Work request
Output all entries exactly as they appear and skip the pictures.

▬▬▬

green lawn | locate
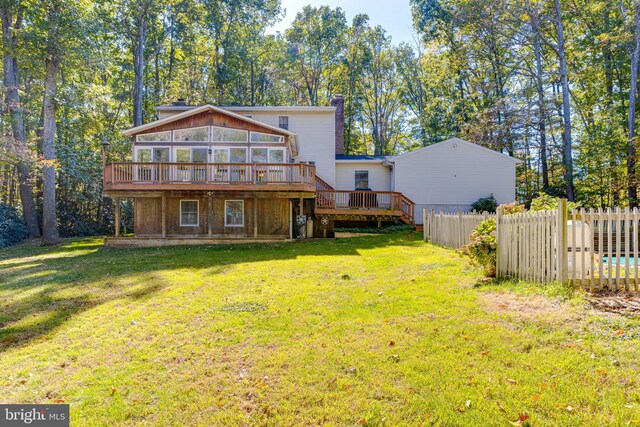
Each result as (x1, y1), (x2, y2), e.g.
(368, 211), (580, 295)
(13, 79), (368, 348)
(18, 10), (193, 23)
(1, 233), (640, 426)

▬▬▬

Answer to this task
green lawn | locate
Each result as (x1, y1), (x2, y2), e.g.
(368, 211), (580, 295)
(13, 79), (368, 348)
(18, 10), (193, 23)
(1, 233), (640, 426)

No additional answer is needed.